» **CHALLENGE**
Below is a block of data; give all of it again word for word.

» **RECORD EXCERPTS**

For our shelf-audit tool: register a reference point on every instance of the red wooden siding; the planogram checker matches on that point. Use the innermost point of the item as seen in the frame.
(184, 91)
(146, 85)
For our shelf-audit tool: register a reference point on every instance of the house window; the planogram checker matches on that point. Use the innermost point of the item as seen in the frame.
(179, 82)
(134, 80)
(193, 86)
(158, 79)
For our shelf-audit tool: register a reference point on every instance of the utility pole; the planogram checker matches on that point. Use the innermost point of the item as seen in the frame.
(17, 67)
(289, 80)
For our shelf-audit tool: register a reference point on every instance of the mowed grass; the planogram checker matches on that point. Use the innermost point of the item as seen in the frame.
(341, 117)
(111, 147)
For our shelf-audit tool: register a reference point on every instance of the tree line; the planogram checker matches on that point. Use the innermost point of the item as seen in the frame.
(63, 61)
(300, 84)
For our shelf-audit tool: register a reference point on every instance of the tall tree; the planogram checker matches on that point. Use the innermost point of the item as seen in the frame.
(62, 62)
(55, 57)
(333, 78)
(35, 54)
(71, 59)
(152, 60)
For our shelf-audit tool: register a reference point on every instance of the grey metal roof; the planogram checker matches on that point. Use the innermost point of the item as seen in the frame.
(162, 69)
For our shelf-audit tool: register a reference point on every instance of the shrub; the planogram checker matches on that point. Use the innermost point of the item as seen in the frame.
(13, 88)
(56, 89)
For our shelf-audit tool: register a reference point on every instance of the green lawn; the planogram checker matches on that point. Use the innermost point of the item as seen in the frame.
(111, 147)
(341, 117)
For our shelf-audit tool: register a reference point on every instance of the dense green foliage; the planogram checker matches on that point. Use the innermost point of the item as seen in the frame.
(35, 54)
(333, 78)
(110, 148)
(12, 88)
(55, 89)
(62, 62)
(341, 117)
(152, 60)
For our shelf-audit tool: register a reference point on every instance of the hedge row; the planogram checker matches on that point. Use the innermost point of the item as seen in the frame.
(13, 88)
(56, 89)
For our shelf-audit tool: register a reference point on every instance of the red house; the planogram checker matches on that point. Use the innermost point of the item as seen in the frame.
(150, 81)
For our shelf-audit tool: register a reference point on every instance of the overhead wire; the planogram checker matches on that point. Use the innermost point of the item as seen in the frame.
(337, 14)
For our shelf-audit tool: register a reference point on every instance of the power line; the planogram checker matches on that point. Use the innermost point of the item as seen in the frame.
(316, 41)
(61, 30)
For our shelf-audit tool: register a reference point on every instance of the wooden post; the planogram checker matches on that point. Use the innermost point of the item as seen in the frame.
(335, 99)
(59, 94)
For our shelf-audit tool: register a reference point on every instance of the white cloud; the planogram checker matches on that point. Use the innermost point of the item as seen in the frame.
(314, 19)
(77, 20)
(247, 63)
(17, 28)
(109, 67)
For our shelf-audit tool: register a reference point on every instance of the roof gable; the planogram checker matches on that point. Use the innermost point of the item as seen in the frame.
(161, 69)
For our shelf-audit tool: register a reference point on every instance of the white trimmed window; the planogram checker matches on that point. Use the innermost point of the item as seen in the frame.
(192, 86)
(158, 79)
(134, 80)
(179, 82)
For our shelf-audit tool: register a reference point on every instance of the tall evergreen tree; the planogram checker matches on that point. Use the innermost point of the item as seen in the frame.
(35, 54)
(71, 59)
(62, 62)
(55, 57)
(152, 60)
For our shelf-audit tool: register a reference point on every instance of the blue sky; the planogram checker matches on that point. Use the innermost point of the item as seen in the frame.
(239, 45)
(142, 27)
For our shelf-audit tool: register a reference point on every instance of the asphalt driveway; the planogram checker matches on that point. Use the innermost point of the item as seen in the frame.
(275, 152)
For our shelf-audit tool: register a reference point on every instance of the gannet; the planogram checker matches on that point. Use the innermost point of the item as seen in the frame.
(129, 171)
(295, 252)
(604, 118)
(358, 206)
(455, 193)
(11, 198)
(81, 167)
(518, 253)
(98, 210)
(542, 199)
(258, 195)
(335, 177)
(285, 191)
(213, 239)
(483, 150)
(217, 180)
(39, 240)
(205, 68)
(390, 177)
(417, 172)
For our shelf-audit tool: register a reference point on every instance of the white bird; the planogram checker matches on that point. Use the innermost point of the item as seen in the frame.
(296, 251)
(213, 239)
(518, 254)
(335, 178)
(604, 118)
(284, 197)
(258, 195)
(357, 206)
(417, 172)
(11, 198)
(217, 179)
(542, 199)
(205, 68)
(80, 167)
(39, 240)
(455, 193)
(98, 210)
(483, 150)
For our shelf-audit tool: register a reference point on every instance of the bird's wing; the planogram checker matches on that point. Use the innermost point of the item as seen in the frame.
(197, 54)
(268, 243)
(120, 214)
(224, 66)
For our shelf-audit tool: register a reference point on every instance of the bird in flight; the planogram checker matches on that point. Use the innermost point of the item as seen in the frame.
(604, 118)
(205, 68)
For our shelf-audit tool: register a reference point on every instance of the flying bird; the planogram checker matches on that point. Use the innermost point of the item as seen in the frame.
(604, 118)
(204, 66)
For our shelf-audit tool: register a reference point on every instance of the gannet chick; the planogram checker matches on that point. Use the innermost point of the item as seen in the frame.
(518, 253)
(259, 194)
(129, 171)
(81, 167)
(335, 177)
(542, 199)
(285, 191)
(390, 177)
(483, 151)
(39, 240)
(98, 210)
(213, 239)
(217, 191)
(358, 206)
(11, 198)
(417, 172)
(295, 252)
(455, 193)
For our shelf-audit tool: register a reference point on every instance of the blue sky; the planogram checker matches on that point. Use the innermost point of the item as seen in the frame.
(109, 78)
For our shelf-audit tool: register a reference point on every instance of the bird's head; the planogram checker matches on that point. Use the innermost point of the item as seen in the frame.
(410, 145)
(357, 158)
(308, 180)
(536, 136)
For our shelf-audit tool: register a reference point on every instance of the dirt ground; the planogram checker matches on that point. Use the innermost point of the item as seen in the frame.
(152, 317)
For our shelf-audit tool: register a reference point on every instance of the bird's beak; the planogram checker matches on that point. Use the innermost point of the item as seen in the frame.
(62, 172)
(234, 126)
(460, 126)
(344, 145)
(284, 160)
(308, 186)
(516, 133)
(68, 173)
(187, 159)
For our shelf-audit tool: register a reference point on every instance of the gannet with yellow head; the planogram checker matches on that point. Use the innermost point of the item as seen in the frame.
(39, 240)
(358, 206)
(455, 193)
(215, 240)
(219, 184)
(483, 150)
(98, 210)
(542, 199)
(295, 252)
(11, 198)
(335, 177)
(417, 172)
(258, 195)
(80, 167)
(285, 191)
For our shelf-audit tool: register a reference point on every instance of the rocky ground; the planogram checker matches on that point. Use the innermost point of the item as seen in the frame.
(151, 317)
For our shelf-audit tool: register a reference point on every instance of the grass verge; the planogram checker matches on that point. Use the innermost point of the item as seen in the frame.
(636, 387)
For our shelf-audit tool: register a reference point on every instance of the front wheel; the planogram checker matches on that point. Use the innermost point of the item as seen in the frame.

» **REPLY**
For our shelf-audit tool: register a reference point on every instance of the red wooden siding; the planogram checker matches on that point. Use the innermost point of the item as seen in the frame.
(184, 91)
(146, 85)
For our shelf-audit tool: register a reference point on every instance of the house window; the planogram checker matches on that point. Use the innermost point of the item as seen in the frame.
(179, 82)
(134, 80)
(193, 86)
(158, 79)
For our shelf-audit tool: register a reference point on every instance of the utility pole; the planogram checker matches on that point. Use the innermost point of the item as seen in the frame.
(17, 67)
(289, 80)
For our shelf-audit tool: register a reference point on every instance of the mowed grass; the planogram checker matches on that point. Use the innermost point of the item as seen in the frame.
(341, 117)
(111, 147)
For our shelf-audit tool: register a reference point on every instance of the tree line; the planogram checker matches on that point. Use the innermost point of the item as seen in the frame.
(63, 61)
(300, 84)
For our shelf-audit tool: register a reference point on every instance of the tall tree; the planogram checker matches on that point. Use the innermost point of the item as seen in the frame.
(62, 62)
(55, 57)
(333, 78)
(35, 54)
(71, 59)
(152, 60)
For our shelf-audit tool: register a reference point on every instance of the grey metal roof; the planogram checker matches on that point. Use the innermost point of the item as seen in the frame.
(162, 69)
For our shelf-audit tool: register a reference point on every instance of the shrub; the planogram checker matches on that point. Use the innermost point of the item as seen in the frame.
(13, 88)
(56, 89)
For our shelf-audit tool: register a reference point on every instance of the green lawn; the planogram checker matches on that point. Use the innermost point of the item as seen in the frame.
(111, 147)
(341, 117)
For our shelf-audit tool: register a reference point on every instance of the dense green foliage; the planogram checker matches on that point. Use the innermost point of the item as seen in the frame.
(35, 54)
(333, 78)
(110, 148)
(12, 88)
(55, 89)
(62, 62)
(341, 117)
(152, 60)
For our shelf-audit tool: register a reference point on every instance of the hedge row; the planogram checker matches on that point. Use the innermost point of the item as seen in the frame.
(13, 88)
(56, 89)
For our shelf-audit tool: register a reference point on every instance of the red house; the planogram checker matches on that point. Use the innermost point of the item as seen in the frame.
(150, 81)
For our shelf-audit tool: register a reference point on every instance of the overhead wire; the planogram checker matches on that point. Use the innermost point of the item as seen in the frame.
(337, 14)
For our shelf-audit tool: register a reference point on every instance of the power line; the planogram checker matches on that point. Use the innermost point of the item as seen in the frame.
(316, 41)
(61, 30)
For our shelf-audit tool: register a reference point on every instance of the wooden post; the planogram checker matches on that point. Use the innermost point of the item as seen in the frame.
(335, 99)
(59, 94)
For our shelf-audit tool: register a reference point on every instance of the white cloud; the planogram checker matches on that point. Use the innermost point of the item as seen in the frame.
(314, 19)
(77, 20)
(247, 63)
(17, 28)
(109, 67)
For our shelf-audit tool: register a reference point on every instance of the roof gable; the planogram checker matches on that point. Use the innermost point of the item as seen in the frame.
(161, 69)
For our shelf-audit tool: register a reference point on every instance of the white trimmed window; the planogram checker matches on that point. Use the innermost point of the item as seen in the frame.
(192, 86)
(158, 79)
(134, 80)
(179, 82)
For our shelf-audit tool: register a reference point on every instance of the tall evergreen tree; the planogram checker matches on that point. Use the innermost point of the item as seen in the frame.
(35, 54)
(71, 59)
(62, 62)
(55, 57)
(152, 60)
For our shelf-audit tool: register a reference point on every instance of the blue sky; the planogram checker matches on that point. Use the innermost point of the item as seen in the frame.
(239, 45)
(142, 27)
For our shelf-audit tool: register a reference point on every instance of the asphalt driveway; the planogram checker matches on that point. Use the innermost point of the item as seen in the frame.
(275, 152)
For our shelf-audit tool: register a reference point on every instance of the gannet; the planogram checker matches on that point. Use the innermost point of the item as seen in the frame.
(129, 171)
(295, 252)
(604, 118)
(358, 206)
(455, 193)
(11, 198)
(81, 167)
(518, 253)
(98, 210)
(542, 199)
(258, 195)
(335, 177)
(285, 191)
(213, 239)
(483, 150)
(217, 180)
(39, 240)
(205, 68)
(390, 177)
(417, 172)
For our shelf-audit tool: register a reference point on every instance of the white bird; the planogram checker matches on that point. Use the innermost point of the item as seen in the frame.
(296, 251)
(213, 239)
(518, 254)
(335, 178)
(604, 118)
(284, 197)
(258, 195)
(357, 206)
(417, 172)
(11, 198)
(217, 179)
(542, 199)
(205, 68)
(80, 167)
(39, 240)
(455, 193)
(98, 210)
(483, 150)
For our shelf-audit tool: register a reference point on every instance of the bird's wing; the planogram checker matches on that point. Use the innermost point of the item as seen in the frame.
(197, 54)
(268, 243)
(120, 214)
(224, 66)
For our shelf-audit tool: register a reference point on every instance of the bird in flight; the planogram checker matches on that point. Use the innermost point of the item as seen in the frame.
(604, 118)
(205, 68)
For our shelf-audit tool: register a reference point on every instance of the flying bird; the planogram checker matches on that point. Use the innermost point of the item as seen in the frame.
(604, 118)
(204, 66)
For our shelf-audit tool: register a reference point on every instance of the gannet chick; the planogram checker matches on that point. Use the innermost point of the item as seen in the frame.
(518, 253)
(259, 194)
(129, 171)
(81, 167)
(335, 177)
(542, 199)
(285, 191)
(390, 177)
(483, 151)
(39, 240)
(98, 210)
(213, 239)
(217, 191)
(358, 206)
(11, 198)
(417, 172)
(295, 252)
(455, 193)
For our shelf-audit tool: register a reference point on every instance of the blue sky; the planogram checker matches on that point. Use the innermost point of the item as seen in the frame.
(109, 78)
For our shelf-audit tool: register a reference point on every instance of the bird's head; the planogram checker matches on that point. Use the innermost point of the item as seen in the frame.
(410, 145)
(357, 158)
(308, 180)
(536, 136)
For our shelf-audit tool: register a reference point on every instance of the dirt ground; the planogram checker matches on that point. Use the innermost point of the item as seen in the frame.
(152, 317)
For our shelf-audit tool: register a reference point on every instance of the bird's beak; the planogram checker matches on that point. Use the innermost point of the item as seen in the frame.
(62, 172)
(234, 126)
(460, 126)
(344, 145)
(284, 160)
(308, 186)
(516, 133)
(68, 173)
(187, 159)
For our shelf-audit tool: register a reference point on every instance of the gannet with yellow head; the planogram checker matches on that point. Use the innermost point of the item as seen in the frame.
(39, 240)
(358, 206)
(455, 193)
(215, 240)
(219, 184)
(483, 150)
(98, 210)
(542, 199)
(295, 252)
(11, 198)
(335, 177)
(417, 172)
(258, 195)
(80, 167)
(285, 191)
For our shelf-audit tool: register a reference point on every instance of the rocky ground; the planogram checker matches on that point. Use the innermost point of the item as seen in the frame.
(151, 317)
For our shelf-audit tool: register a reference point on every instance of the grass verge; the planogram checker matches on that point. Use the innermost point of the item as seen in the frame.
(636, 387)
For our shelf-audit tool: register a reference point on every instance of the front wheel; the planogram checker matches on that point. Use the innermost point of the item as seen in the frame.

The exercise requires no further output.